EXTRACT TO READ →
######
Some migrants with pressing health needs are transferred to provincial jails rather than hospitals, and those who remain in holding centres have limited interaction with the already short supply of nurses and doctors.
Yet, arguably the most notable health consequence of migrant detention is its impact on mental health. Migrants and refugees experiencing detention often have higher rates of PTSD, depression, anxiety, and suicidal ideation.
Even more concerning, the experience of facing indefinite detention greatly impacts psychological well-being, which can persist throughout a lifetime. One study found that mental health issues can continue in refugees long after being released from detention centres, and are directly correlated with the amount of time detained.
Children are also disproportionately impacted. When detention occurs during critical child development periods, it can have substantial long-term effects on mental and physical functioning.
The IHRP’s “No Life for a Child” report found that in 2014, 232 children had spent time in one of the IHCs, averaging 29 days in detention. Some children, however, experience much longer periods of detention. One such example is of Alpha Ochigbo, who was born to a detainee. Alpha was two-and-a-half years old before he ever saw the outside of a detention centre.
The IHRP’s 2015 “We Have No Rights” report stated detained children often experience severe depression, self-harm, developmental delays, and attachment issues, which continue into adulthood. To avoid detention, some children are separated from their parents and placed with other family members or with a child protection agency. However advocates have stressed that detaining parents without their children should not be viewed as a suitable alternative since family separation has also been shown to have poor mental health consequences for children and parents.
Transferring ill migrants to provincial jails is not the solution, as healthcare in provincial jails has been found to be inadequate as well. Detainees in provincial jails who do not exhibit “disruptive behaviour” often have their mental illness go unnoticed and therefore untreated. Furthermore, the practice of transferring migrants to provincial jails frames them as criminals and is stigmatizing.
######
EXTRACTED MATERIAL →

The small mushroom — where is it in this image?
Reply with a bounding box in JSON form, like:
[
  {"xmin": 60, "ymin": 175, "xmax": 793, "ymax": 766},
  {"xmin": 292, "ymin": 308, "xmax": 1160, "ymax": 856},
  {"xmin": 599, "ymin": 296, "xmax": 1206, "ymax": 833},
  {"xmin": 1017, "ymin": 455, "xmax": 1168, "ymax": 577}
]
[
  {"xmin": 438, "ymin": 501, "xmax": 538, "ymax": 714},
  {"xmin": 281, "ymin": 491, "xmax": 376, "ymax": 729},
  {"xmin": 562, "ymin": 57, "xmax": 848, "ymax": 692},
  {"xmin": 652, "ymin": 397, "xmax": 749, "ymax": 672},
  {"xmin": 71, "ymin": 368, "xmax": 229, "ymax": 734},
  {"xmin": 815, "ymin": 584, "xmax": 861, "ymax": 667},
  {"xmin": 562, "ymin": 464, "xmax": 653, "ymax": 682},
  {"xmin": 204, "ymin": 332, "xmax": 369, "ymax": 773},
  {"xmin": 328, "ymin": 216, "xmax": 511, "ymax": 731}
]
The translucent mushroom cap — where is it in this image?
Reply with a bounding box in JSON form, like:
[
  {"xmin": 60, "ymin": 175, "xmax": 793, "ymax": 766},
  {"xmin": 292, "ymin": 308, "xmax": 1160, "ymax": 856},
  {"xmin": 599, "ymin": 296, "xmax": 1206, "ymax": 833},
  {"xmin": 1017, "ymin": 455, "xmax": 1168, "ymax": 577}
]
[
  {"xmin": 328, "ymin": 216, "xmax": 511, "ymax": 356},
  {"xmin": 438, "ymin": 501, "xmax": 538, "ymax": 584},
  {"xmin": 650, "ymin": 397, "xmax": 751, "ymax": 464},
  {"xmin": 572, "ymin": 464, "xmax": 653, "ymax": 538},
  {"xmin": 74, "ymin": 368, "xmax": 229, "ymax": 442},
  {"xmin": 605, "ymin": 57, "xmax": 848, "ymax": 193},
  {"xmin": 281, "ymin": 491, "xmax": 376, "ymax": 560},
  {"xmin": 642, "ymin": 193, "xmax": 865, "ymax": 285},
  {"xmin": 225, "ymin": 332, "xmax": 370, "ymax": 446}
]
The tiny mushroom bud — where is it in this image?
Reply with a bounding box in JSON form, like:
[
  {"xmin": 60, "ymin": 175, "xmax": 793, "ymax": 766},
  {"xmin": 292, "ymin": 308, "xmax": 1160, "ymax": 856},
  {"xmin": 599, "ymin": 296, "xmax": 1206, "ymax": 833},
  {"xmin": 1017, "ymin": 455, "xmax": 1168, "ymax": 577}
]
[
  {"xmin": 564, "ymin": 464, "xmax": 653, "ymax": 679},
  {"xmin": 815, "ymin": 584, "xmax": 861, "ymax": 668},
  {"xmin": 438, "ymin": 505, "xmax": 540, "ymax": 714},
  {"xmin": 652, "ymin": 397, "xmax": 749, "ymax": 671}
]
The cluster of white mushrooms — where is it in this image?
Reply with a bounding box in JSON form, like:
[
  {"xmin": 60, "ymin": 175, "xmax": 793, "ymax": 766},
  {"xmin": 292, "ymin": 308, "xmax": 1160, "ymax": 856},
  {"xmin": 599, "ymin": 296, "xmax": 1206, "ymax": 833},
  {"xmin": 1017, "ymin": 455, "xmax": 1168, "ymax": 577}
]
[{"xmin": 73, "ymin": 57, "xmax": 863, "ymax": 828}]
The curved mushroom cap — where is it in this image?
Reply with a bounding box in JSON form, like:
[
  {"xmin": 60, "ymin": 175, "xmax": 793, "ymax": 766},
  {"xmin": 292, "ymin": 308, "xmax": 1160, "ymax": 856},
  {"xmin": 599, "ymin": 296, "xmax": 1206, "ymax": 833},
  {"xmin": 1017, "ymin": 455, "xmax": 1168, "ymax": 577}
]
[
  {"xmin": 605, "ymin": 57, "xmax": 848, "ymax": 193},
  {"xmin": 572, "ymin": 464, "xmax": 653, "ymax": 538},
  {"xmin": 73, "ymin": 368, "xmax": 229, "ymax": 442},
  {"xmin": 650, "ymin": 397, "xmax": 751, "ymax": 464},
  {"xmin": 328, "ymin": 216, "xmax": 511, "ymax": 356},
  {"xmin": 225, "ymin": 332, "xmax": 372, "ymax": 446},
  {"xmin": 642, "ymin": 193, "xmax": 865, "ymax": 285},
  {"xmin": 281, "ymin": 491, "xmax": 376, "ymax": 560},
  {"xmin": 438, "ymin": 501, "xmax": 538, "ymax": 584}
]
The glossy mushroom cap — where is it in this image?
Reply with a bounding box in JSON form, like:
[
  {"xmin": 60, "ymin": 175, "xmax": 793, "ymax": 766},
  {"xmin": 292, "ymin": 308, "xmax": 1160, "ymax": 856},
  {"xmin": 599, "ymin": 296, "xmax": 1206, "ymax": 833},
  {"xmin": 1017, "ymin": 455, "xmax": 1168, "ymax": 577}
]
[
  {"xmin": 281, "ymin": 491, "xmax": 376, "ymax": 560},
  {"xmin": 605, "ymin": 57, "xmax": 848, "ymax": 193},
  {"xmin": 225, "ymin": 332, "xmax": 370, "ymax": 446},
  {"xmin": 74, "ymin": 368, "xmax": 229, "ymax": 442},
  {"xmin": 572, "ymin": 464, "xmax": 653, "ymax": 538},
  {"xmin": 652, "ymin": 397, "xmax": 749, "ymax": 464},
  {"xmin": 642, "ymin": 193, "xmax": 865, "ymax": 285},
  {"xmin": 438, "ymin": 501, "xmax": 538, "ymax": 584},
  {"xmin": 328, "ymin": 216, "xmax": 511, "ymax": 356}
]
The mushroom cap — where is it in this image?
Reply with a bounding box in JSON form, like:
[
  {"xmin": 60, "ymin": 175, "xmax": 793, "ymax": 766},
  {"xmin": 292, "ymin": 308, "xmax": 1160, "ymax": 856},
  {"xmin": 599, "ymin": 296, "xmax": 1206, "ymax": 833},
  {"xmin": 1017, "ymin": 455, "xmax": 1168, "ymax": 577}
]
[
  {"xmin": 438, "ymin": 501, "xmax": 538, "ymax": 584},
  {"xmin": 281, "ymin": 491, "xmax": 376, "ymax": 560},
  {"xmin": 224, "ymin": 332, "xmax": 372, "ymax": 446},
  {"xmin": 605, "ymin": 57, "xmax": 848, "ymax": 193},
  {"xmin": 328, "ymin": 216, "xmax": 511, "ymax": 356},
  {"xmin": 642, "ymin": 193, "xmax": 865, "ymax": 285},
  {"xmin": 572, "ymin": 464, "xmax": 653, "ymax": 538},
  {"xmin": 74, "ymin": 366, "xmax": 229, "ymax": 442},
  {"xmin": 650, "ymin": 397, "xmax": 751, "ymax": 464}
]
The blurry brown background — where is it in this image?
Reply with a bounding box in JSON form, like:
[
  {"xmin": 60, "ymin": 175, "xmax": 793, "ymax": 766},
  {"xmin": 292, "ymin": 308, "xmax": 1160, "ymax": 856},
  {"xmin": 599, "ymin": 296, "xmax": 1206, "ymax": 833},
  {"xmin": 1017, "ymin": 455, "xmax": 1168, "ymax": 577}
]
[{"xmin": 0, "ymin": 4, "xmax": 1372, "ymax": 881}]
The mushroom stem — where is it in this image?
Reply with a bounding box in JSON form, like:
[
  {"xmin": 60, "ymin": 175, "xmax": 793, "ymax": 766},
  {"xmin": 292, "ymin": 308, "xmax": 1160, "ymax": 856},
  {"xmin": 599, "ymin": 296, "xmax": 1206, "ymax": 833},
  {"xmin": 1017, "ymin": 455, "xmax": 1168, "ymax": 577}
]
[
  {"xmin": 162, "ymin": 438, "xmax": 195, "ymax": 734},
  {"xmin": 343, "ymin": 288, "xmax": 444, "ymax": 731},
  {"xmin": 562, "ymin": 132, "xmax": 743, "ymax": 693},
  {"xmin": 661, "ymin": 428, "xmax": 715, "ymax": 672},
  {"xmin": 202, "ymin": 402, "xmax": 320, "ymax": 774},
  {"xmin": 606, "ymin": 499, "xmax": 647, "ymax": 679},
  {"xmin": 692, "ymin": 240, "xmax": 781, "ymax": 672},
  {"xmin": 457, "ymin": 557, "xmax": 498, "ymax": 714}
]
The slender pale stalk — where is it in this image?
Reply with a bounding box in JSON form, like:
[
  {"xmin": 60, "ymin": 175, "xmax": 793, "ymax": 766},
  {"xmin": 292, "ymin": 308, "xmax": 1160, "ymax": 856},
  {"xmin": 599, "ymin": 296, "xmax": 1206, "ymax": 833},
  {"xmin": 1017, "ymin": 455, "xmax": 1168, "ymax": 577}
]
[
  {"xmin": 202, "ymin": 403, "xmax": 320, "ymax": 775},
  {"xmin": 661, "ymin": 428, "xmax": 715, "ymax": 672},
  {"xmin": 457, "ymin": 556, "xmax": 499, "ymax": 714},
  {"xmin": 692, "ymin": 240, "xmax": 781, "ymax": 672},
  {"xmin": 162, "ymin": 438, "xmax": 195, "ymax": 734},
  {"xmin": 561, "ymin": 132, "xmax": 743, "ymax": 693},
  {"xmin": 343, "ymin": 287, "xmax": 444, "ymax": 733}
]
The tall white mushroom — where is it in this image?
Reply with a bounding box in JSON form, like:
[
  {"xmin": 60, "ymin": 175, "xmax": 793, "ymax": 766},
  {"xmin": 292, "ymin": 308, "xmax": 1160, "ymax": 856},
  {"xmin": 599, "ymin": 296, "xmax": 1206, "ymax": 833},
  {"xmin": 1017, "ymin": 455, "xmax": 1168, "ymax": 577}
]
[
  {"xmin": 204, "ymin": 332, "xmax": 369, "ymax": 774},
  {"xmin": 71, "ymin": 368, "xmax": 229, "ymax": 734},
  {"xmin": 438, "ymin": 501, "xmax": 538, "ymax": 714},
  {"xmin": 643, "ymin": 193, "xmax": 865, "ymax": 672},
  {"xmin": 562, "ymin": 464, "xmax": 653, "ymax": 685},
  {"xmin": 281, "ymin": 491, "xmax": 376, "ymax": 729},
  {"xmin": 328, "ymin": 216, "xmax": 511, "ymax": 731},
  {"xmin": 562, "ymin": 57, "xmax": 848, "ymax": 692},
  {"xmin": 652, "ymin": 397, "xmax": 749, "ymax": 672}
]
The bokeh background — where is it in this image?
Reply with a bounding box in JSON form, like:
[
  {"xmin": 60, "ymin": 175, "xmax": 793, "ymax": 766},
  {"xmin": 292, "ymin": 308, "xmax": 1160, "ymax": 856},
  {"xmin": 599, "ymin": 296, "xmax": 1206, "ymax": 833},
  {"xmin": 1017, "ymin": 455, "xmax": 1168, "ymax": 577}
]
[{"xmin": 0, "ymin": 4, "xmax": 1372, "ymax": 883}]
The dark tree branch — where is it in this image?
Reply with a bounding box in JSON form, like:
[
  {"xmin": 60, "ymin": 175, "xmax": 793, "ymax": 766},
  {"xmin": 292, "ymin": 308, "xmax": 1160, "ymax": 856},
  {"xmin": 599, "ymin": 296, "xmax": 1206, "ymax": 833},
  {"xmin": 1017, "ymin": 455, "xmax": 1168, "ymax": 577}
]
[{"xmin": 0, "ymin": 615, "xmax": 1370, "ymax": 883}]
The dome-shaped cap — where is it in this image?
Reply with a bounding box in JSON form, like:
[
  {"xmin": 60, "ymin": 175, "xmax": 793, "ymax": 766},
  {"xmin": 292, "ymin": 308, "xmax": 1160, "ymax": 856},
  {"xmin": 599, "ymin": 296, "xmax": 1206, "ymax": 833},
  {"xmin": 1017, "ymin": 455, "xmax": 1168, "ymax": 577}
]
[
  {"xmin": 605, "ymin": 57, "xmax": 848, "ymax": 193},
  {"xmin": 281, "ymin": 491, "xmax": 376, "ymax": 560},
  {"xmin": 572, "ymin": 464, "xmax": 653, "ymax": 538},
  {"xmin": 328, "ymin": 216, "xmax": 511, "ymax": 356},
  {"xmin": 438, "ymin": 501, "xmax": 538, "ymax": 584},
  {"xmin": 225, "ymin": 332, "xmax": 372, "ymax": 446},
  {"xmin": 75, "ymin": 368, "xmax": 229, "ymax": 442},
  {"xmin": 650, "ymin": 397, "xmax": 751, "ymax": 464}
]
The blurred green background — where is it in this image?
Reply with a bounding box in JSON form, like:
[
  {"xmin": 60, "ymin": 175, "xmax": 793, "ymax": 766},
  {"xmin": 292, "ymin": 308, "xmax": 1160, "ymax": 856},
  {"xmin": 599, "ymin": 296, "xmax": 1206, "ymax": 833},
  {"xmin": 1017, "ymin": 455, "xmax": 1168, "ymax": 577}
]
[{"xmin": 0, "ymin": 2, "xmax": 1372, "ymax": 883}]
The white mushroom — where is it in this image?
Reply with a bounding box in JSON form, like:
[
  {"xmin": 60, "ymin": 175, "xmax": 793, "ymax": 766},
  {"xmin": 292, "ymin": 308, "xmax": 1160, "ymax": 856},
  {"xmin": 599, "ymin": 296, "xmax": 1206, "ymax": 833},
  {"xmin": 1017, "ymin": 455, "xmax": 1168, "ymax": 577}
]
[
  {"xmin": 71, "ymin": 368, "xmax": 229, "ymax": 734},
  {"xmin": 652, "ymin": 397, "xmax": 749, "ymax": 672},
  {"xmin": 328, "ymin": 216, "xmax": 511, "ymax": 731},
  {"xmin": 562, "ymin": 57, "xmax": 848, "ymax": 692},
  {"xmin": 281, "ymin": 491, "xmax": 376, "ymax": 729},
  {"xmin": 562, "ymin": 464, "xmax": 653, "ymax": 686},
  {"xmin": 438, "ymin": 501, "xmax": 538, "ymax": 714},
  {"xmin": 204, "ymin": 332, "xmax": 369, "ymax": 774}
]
######
EXERCISE SET →
a) In the text on migrant detention and health, rewrite the paragraph beginning "Transferring ill migrants to provincial jails" as a short list that keeps its main facts.
b) Retype the text on migrant detention and health from "Some migrants with" to "nurses and doctors.".
c) Write what comes next in the text on migrant detention and health, continuing after its last sentence.

ANSWERS FOR THE TASKS →
a)
- Moving ill migrants to provincial jails is not a solution, because healthcare in those jails is also inadequate.
- Jail detainees who do not show disruptive behavior often have their mental illness go unnoticed and untreated.
- The transfers frame migrants as criminals and stigmatize them.

b)
Some migrants with pressing health needs are transferred to provincial jails rather than hospitals, and those who remain in holding centres have limited interaction with the already short supply of nurses and doctors.

c)
It is wholly inappropriate to place migrants, many of whom have no charges and are asylum seekers fleeing violence, in prisons alongside convicted criminals. This worsens the mental health of migrants and is damaging to the overall well-being of this already vulnerable group.
Plans for reform not enough
What we need is action to ensure that the health and human rights of migrants are recognized and upheld. This means adopting the presumptive period recommended by the UN, allocating access to health services, and ending the practice of mixing migrants with criminal populations.
A plan to reform Canada’s immigration detention system announced in August 2016 by Minister of Public Safety Ralph Goodale will see the Liberal government investing $138 million to rebuild IHCs and “enhance alternatives” to detention.
Yet this investment does not cover IHCs in Ontario, where roughly 60 percent of all detentions occur. The reform proposal has been criticized for not addressing the root cause of migrant detention, and in turn increases the capacity to criminalize more migrants.
Progress on the first phase of this reform initiative – stakeholder roundtables on “creating a better, fairer immigration detention system” – is unclear, as is whether health care providers will be consulted.
In light of U.S. President Donald Trump’s egregious travel restrictions, newly re-introduced this week and targeting six primarily Muslim countries, it is worth reflecting on Canada’s role as a moral leader. This is an opportunity to exemplify leadership by reversing immigration policies that violate health and human rights.
Canada’s legislation and policies are failing to evolve as they ought to in reaction to changes in the U.S. This already speaks volumes. Will Canada continue to criminalize migration and frame asylum seekers as illegals and aliens, or will we finally condemn this shameful prison system that exists at home?